Exercise details: Reproduce verbatim the section of the records that opens with the line containing "Mark every instance of the cumulus" and closes with the line containing "Target: cumulus cloud", including both of those lines and nothing else.

Data lines:
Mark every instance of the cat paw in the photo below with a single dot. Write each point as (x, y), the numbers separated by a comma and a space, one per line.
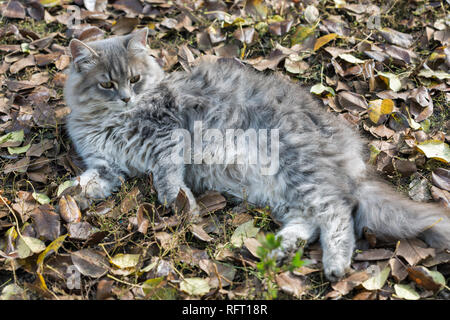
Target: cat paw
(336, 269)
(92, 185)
* * *
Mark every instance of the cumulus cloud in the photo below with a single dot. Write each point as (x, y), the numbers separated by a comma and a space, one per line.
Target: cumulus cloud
--
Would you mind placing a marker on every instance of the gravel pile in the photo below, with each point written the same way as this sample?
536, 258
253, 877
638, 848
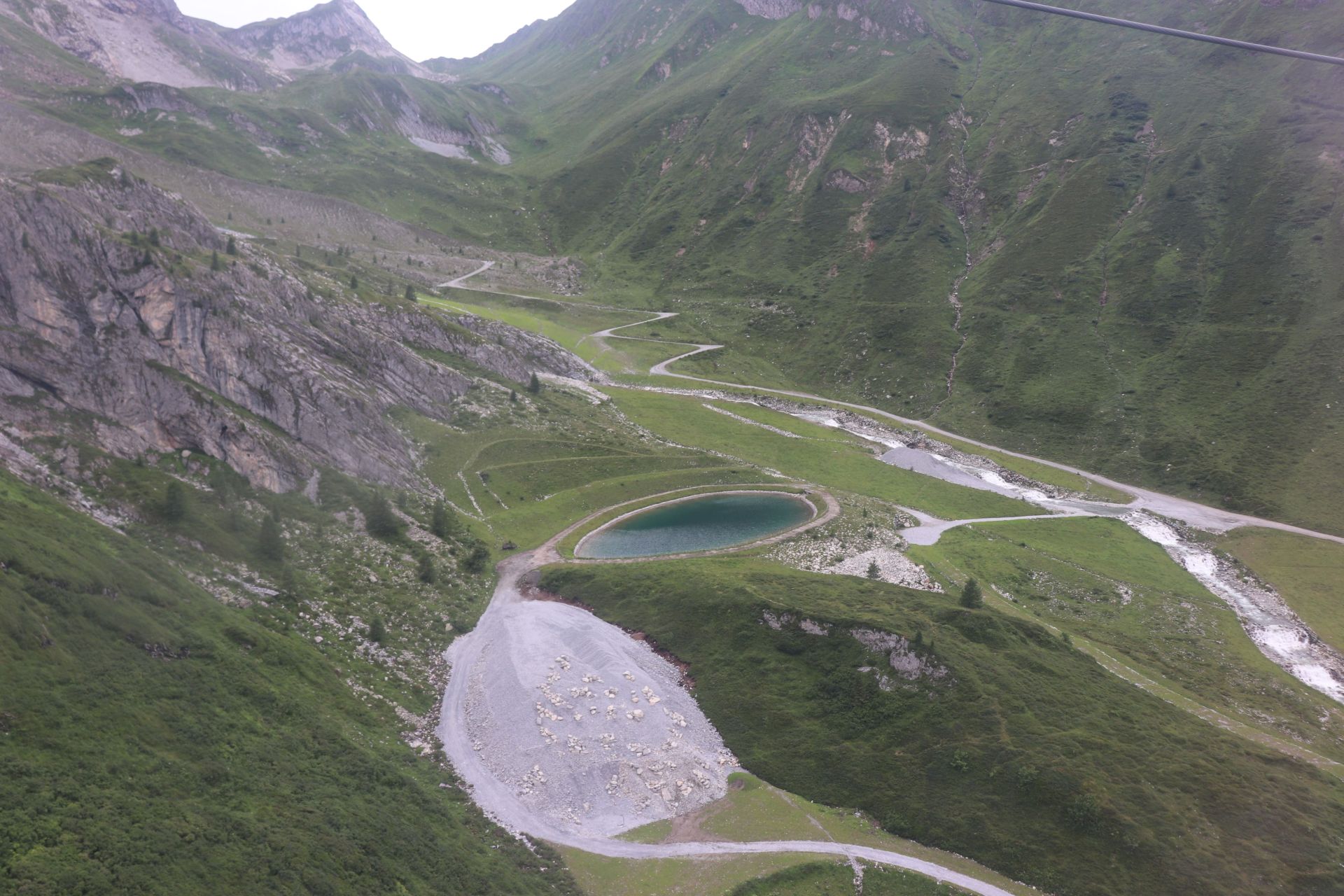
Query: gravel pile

The completed task:
Mark every instance of the cumulus cloud in the photo below with a single dot. Write each point as (x, y), the numbers separated by a comma and a space, one per line.
Target: cumulus cloud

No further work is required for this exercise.